Exercise prompt — Copy out every one of the records below word for word, keeping each line as it stands.
--- START Data extract ---
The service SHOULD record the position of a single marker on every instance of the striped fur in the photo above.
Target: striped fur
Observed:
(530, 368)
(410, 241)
--- END Data extract ---
Complete output —
The service SHOULD record the position of a single marker on every instance of the striped fur in the photo above.
Target: striped fur
Observed:
(530, 368)
(410, 241)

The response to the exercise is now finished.